■ **Texto de la página**:
···

Con la quiebra de los Bardi, los Peruzzi y los Acciaioli —un nutrido grupo de acaudaladas familias florentinas responsables de la actividad bancaria de la ciudad— a causa de una serie de deudas no saldadas por el rey de Inglaterra, Eduardo III, y el rey de Sicilia, Roberto de Anjou, Florencia se encontraba al filo de la balanza. Aún con el florín de oro —la moneda más influyente del momento—, la capital económica de Europa se hallaba desposeída de liquidez, hambrienta por el desabasto de víveres, y en las entrañas de una de las pandemias más letales registradas en la historia moderna.
La plaga de Florencia, grabado de L. Sabatelli / Wikimedia Commons.
***
Con la peste bubónica, el ritmo de la vida se interrumpe, se pierde el respeto a la propiedad privada, se rompen los lazos familiares y se suspenden los rituales mortuorios tan importantes para la sociedad medieval. El paseo, la fiesta y la congregación se vuelven prácticas que atentan contra el bienestar y la salvaguarda común.
La plaza pública se vacía y los lugares de reclusión –el chalet, la casa y la alcoba– se reorganizan para hacer espacio a la vida plena de sus habitantes. En esta encrucijada, Boccaccio, escritor y pensador humanista italiano, imaginó en su Decamerón –un cuentario medieval escrito durante los últimos años del paso de la peste por Europa– a un grupo de jóvenes florentinos resguardados en una casa de campo, huyendo de la ciudad.
Lejos del caos, la comitiva, siete mujeres y tres jóvenes nobles, hace uso del tiempo y el confinamiento para contarse historias inspiradas en las verdades más ruines de la sociedad florentina e imaginar, acompañados de las bondades de la ficción, un orden que se contrapone al paraje desolador ocasionado por la peste y la crisis económica.

···

■ **Actividad 1**:
Convierte en una lista breve el párrafo del texto sobre la peste en Florencia que empieza con "Con la peste bubónica", sin perder sus datos principales.
■ **Actividad 2**:
Según el texto de la página, ¿quiénes forman la comitiva que se refugia en la casa de campo del Decamerón?
■ **Actividad 3**:
Enumera todas las familias florentinas cuya quiebra menciona el texto sobre la peste en Florencia.

■ **Extractos de entradas**:
···

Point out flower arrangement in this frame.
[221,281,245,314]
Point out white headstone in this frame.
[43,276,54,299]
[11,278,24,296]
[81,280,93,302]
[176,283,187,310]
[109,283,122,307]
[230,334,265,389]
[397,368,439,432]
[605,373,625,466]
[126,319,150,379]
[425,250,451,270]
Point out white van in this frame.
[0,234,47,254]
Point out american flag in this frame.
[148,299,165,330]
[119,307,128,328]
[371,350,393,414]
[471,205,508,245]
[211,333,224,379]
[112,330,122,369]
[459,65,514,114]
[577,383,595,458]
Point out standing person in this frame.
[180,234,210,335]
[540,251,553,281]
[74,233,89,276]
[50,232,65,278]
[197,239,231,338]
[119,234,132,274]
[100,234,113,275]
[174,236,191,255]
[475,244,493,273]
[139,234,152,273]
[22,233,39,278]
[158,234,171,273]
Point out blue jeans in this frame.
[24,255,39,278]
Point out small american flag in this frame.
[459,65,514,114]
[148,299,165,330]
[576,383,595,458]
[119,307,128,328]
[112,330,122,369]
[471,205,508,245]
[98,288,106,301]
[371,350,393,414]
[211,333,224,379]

···

■ **Respuesta escrita 1**:
Con la peste bubónica:
- se interrumpe el ritmo de la vida;
- se pierde el respeto a la propiedad privada;
- se rompen los lazos familiares;
- se suspenden los rituales mortuorios, muy importantes para la sociedad medieval;
- el paseo, la fiesta y la congregación pasan a atentar contra el bienestar y la salvaguarda común.

■ **Respuesta escrita 2**:
Siete mujeres y tres jóvenes nobles.

■ **Respuesta escrita 3**:
- Los Bardi
- Los Peruzzi
- Los Acciaioli